-- Text to read start --

Awwwww that is so cute! I also noticed how poodles seem to recognize each other! Molly will always offer a playbow to a poodle and get excited, but only a polite, bored,'nose greeting' to other dogs!


----------



## glorybeecosta (Nov 11, 2014)

Tinypoodle I love the cut and I have been thinking of doing just that and this weekend if I am not working I will do it. I am still nervous after almost drowning Cayenne. I cannot get a side view of my dogs. Are yu pom poms round or bell bottoms. Bella had beautiful bell bottoms took, over a year to get them the way I wanted and then the same groomer that hurt her butt cut them round the same day. What blade do you use on the back end and what on the front end. I have a 10 and combs. How often do you trim them. Thanks in advance


----------



## Poodlerunner (Jul 4, 2014)

waaaaa'y too cute!

pr


----------



## Tiny Poodles (Jun 20, 2013)

glorybeecosta said:


> Tinypoodle I love the cut and I have been thinking of doing just that and this weekend if I am not working I will do it. I am still nervous after almost drowning Cayenne. I cannot get a side view of my dogs. Are yu pom poms round or bell bottoms. Bella had beautiful bell bottoms took, over a year to get them the way I wanted and then the same groomer that hurt her butt cut them round the same day. What blade do you use on the back end and what on the front end. I have a 10 and combs. How often do you trim them. Thanks in advance



Aww, first of all you did not almost drown Cayenne, and you really should get over your nerves and relax about grooming or your anxiety will be clear to the dogs, and they will be anxious too.
And the good thing about doing the your own grooming is that you can do it piece by piece - you don't have to get through the whole thing in one day - having had three, and still with two, I rarely do everything in one day unless it is a special occasion. 
I use an adjustable blade clipper, and I have a set of combs, but I don't always pay attention to what I use. I normally do her face, legs, hips and feet with a # 40, but used a lower number this time because it is not that warm yet. You can't use a comb the jacket of the continental - the longest comb is like an inch I think, and at it's longest part it is probably 3-4 inches. Besides you need to shape that with scissors! The same goes for the bracelets - you need to hand scissor them. I am still having difficulty getting those right because Timi is in the middle of coat change and the hair on them still has long soft curls, not quite pouffy yet. But my aim is to have sort of a barrel shape on the arms, and just to follow the hock line on the back legs. 
Oh, and by the way, if you do use a comb, I think that you are supposed to use a number 40 with it, or you won't get an even cut.


----------



## Tiny Poodles (Jun 20, 2013)

Overall though, once you have your skills down, I actually think that the continental is easier - at least for me scissoring is the hardest part, and there is a lot less hair in need of scissoring with the continental!
The only cut easier is the Miami. For that you can use your clipper with a comb attached on the whole body. Though sometimes I will cheat and make it last longer by doing to body with a number 40 - they look naked for a day, but then the hair fills in enough that you can see the color, and the body looks great for a few months - just have to do the face and feet, maybe touch up the bracelets, and you are done!


----------

-- Text to read end --
-- Material start --

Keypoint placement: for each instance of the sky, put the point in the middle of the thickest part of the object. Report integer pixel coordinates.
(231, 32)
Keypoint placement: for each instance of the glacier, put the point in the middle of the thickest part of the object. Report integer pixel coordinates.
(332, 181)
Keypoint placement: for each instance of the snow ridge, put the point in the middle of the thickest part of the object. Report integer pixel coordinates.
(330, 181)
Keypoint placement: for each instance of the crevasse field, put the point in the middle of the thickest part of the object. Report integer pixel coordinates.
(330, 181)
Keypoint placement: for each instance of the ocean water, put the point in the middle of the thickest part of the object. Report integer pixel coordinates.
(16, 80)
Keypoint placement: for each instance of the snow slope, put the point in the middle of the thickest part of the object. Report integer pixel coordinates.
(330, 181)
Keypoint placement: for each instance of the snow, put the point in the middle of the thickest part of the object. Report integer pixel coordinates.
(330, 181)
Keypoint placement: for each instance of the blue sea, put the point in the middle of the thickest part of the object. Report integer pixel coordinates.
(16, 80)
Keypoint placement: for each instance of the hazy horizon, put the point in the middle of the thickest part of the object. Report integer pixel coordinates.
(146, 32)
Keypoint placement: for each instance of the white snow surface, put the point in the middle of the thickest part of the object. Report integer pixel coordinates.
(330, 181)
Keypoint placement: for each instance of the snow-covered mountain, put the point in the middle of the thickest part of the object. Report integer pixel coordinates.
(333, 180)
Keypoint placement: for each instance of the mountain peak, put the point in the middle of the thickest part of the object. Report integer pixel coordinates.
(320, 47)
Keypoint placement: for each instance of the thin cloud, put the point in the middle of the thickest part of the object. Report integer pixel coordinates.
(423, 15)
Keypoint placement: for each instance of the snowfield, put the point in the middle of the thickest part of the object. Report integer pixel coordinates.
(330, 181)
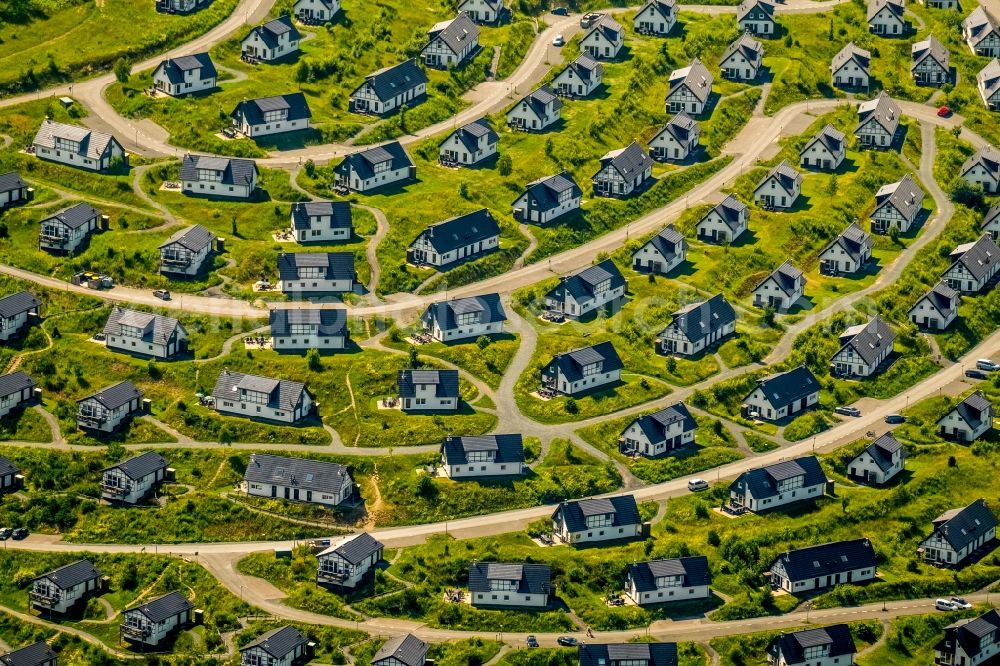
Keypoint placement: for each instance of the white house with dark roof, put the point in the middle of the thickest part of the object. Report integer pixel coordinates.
(457, 239)
(347, 562)
(969, 420)
(297, 480)
(583, 292)
(229, 177)
(666, 581)
(781, 395)
(77, 146)
(958, 533)
(781, 289)
(389, 88)
(428, 390)
(595, 520)
(656, 434)
(106, 410)
(495, 584)
(298, 330)
(897, 205)
(132, 480)
(548, 198)
(974, 265)
(470, 144)
(483, 456)
(724, 222)
(583, 369)
(271, 41)
(464, 318)
(185, 75)
(880, 462)
(68, 229)
(256, 397)
(677, 140)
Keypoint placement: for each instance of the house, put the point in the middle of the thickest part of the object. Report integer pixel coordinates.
(848, 253)
(725, 222)
(297, 479)
(677, 140)
(316, 272)
(930, 62)
(604, 39)
(517, 585)
(144, 333)
(390, 88)
(485, 456)
(580, 78)
(536, 111)
(376, 167)
(156, 620)
(742, 59)
(185, 252)
(757, 18)
(656, 17)
(972, 641)
(851, 67)
(68, 229)
(783, 394)
(981, 32)
(885, 18)
(787, 482)
(185, 75)
(879, 462)
(16, 311)
(428, 390)
(975, 265)
(664, 581)
(824, 646)
(697, 326)
(77, 146)
(229, 177)
(655, 434)
(322, 221)
(470, 144)
(283, 646)
(781, 289)
(897, 205)
(597, 286)
(582, 369)
(300, 330)
(104, 411)
(548, 198)
(969, 420)
(256, 397)
(878, 122)
(464, 318)
(662, 253)
(60, 590)
(272, 41)
(456, 239)
(936, 309)
(348, 562)
(824, 151)
(451, 42)
(623, 172)
(689, 89)
(959, 533)
(863, 349)
(780, 187)
(132, 480)
(598, 519)
(265, 116)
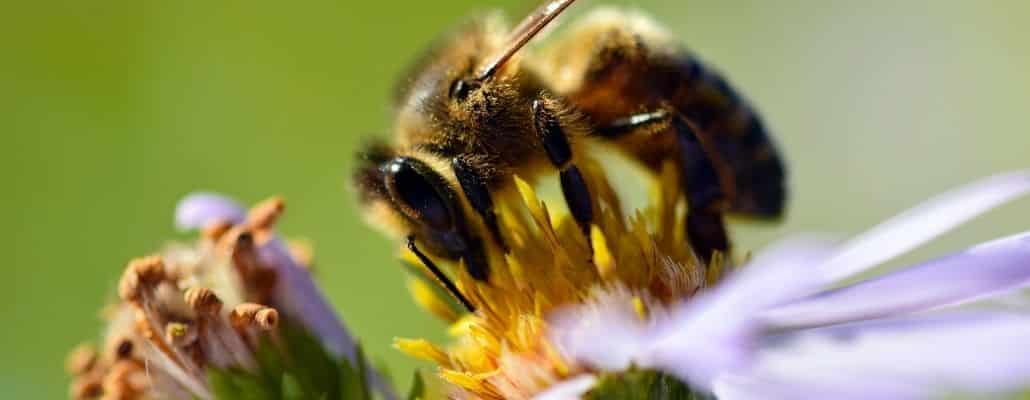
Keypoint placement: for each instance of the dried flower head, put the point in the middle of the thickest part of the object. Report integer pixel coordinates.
(200, 320)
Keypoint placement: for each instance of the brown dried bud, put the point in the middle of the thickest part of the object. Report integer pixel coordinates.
(203, 301)
(267, 319)
(125, 379)
(247, 313)
(180, 334)
(121, 347)
(150, 269)
(129, 286)
(141, 272)
(86, 388)
(81, 359)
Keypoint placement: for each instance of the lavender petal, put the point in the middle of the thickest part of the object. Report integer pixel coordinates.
(919, 225)
(984, 270)
(200, 209)
(913, 358)
(715, 333)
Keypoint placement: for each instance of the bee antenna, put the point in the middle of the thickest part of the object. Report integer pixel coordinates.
(439, 274)
(523, 33)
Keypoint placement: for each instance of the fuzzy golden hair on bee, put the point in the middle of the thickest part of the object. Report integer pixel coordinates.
(479, 108)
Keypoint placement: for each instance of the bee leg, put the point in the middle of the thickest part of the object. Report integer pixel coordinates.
(440, 275)
(558, 151)
(706, 198)
(478, 195)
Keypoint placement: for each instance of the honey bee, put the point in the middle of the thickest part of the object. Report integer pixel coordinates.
(479, 108)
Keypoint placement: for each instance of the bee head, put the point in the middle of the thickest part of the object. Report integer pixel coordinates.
(407, 197)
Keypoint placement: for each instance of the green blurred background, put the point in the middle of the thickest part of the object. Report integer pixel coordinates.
(111, 110)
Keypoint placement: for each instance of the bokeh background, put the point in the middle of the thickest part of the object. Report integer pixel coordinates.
(111, 110)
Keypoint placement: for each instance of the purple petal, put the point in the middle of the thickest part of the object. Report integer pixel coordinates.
(901, 359)
(919, 225)
(988, 269)
(301, 298)
(606, 333)
(200, 209)
(572, 389)
(702, 337)
(298, 296)
(715, 333)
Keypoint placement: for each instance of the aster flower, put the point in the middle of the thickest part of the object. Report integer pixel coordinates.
(503, 351)
(783, 328)
(640, 313)
(233, 315)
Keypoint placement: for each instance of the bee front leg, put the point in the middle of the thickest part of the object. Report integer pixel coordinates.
(555, 142)
(478, 194)
(706, 198)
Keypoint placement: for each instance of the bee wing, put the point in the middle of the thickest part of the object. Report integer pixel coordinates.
(522, 33)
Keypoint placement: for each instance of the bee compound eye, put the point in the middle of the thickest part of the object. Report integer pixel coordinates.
(419, 193)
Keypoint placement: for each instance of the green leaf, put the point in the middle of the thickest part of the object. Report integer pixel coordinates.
(417, 391)
(222, 386)
(292, 388)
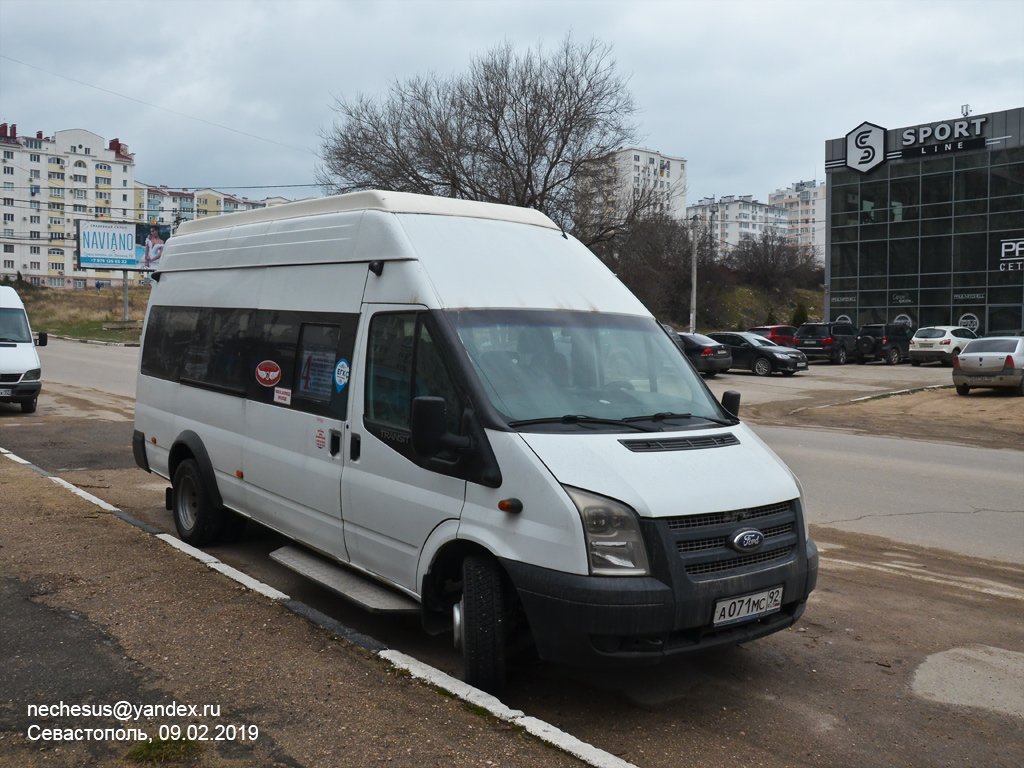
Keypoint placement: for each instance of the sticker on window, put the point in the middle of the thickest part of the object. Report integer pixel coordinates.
(341, 375)
(268, 373)
(314, 373)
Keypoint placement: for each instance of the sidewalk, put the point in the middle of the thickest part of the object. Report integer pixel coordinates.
(94, 610)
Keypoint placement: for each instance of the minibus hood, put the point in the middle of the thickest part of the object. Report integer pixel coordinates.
(16, 358)
(664, 476)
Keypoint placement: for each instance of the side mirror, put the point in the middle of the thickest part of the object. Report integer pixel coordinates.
(429, 426)
(730, 401)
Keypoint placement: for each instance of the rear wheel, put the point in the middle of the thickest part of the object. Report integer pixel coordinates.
(197, 518)
(479, 624)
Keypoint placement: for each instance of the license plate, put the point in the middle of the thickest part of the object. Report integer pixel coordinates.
(735, 609)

-- Material end --

Required work
A. Answer these questions from the grooming thread:
(i) Which blade number does Tiny Poodles normally use on the face, legs, hips and feet?
(ii) Who cut Bella's bell bottoms round?
(iii) Which cut is named as the only one easier than the continental?
B. Please explain, in one to three sentences, why Tiny Poodles finds the continental easier once grooming skills are learned, using the reason the grooming thread gives.
C. Retype the part of the grooming thread starting with "## glorybeecosta (Nov" and going on through "(Jul 4, 2014)".
This listing comes from a different source than the grooming thread.

Solutions to the tasks
A.
(i) A #40.
(ii) The same groomer that hurt her butt.
(iii) The Miami.

B. Scissoring is the hardest part of grooming for Tiny Poodles. The continental has a lot less hair that needs scissoring.

C.
## glorybeecosta (Nov 11, 2014)

Tinypoodle I love the cut and I have been thinking of doing just that and this weekend if I am not working I will do it. I am still nervous after almost drowning Cayenne. I cannot get a side view of my dogs. Are yu pom poms round or bell bottoms. Bella had beautiful bell bottoms took, over a year to get them the way I wanted and then the same groomer that hurt her butt cut them round the same day. What blade do you use on the back end and what on the front end. I have a 10 and combs. How often do you trim them. Thanks in advance


----------



## Poodlerunner (Jul 4, 2014)